- Exercise objective: Please write out the entries below word for word, leaving the pictures out of your copy.

Start of Extracted records

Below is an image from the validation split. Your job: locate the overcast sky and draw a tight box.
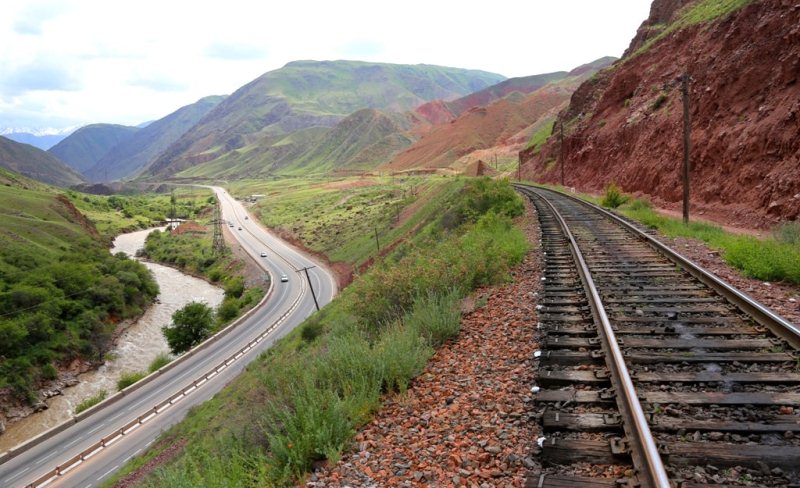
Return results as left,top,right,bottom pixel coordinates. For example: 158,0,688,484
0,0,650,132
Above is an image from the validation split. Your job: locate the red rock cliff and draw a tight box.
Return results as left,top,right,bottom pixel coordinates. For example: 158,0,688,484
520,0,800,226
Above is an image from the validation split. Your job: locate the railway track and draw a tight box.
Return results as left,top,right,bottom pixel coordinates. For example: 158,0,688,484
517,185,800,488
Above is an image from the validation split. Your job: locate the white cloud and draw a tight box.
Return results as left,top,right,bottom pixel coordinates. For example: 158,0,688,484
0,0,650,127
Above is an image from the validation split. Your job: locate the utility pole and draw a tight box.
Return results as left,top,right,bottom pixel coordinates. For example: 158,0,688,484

End of Extracted records

- Completed task:
Below is an image from the validation split. Your job: locate the overcast sky and draw a tight box.
Return results as left,top,right,bottom pixel coordinates. For example: 158,0,688,484
0,0,650,132
Above is an image from the validation split. Your job: locate the red rock cliff and draw a tight box.
Return results as left,top,right,bottom pixel coordinates. For example: 158,0,688,484
520,0,800,226
Above is an image from the validation split. Your job: locate the railway track and draw a tight box.
Return results as left,top,right,bottom pixel coordinates. For example: 158,0,688,484
517,185,800,488
Above is an image from the validation split. Your job: locate the white cloud and draw a tight box.
Return results as left,top,right,bottom pixel coordinates. For example: 158,0,688,484
0,0,650,127
Above is an image from the validation split. Your job: locate the utility pole and draw a tight box.
Return results as left,top,right,bottom pixel coordinates. For example: 158,0,688,484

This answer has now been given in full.